What you are asked to do: Can you give all the lines below as a numbered list, skipping blank lines and leaving the pictures out?

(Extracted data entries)
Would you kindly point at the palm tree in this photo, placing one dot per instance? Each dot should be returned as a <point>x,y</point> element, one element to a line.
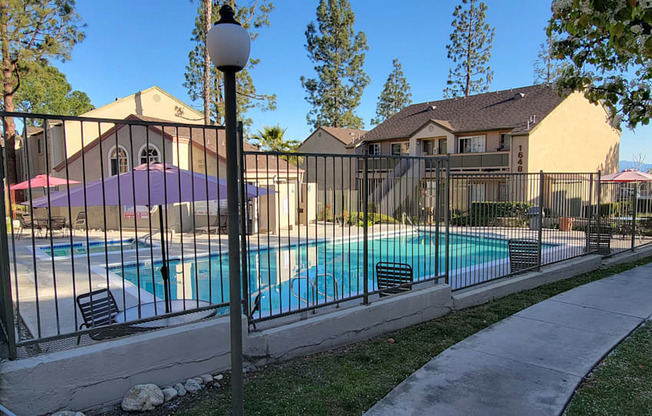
<point>270,138</point>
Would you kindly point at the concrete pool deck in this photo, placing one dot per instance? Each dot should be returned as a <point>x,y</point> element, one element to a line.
<point>531,362</point>
<point>58,314</point>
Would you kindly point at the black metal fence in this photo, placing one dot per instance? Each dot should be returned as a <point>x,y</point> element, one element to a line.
<point>138,240</point>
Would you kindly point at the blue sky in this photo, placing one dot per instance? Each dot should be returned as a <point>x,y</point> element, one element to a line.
<point>133,45</point>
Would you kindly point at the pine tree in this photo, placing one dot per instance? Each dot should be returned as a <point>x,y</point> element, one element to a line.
<point>29,32</point>
<point>546,68</point>
<point>251,17</point>
<point>338,54</point>
<point>395,96</point>
<point>470,49</point>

Solved problem:
1. Would you kindly point at the palm tree in this photo, placing one dot per instance? Each dot should be returned as a <point>x,y</point> element, one element to a line.
2. <point>270,138</point>
3. Would you kindly point at the concrete pool deck in this photo, placing one dot per instance? Each dot should be returned as a <point>x,y</point> element, one element to a line.
4. <point>531,362</point>
5. <point>58,314</point>
6. Would you kindly point at the black metal fence in this photo, placing one dot per instance? Each dot should be returned as a <point>x,y</point> element, one element to a line.
7. <point>138,240</point>
8. Would you kindly point at the blue sky in this photo, placing one dot per instance? Each dot should be returned as a <point>x,y</point> element, one element to a line.
9. <point>133,45</point>
10. Would you kindly point at the pine tree in this photo, placing one dot per instance? Each dot should be returned as a <point>x,y</point> element, one element to a line.
11. <point>29,32</point>
12. <point>546,68</point>
13. <point>251,17</point>
14. <point>338,54</point>
15. <point>395,96</point>
16. <point>470,49</point>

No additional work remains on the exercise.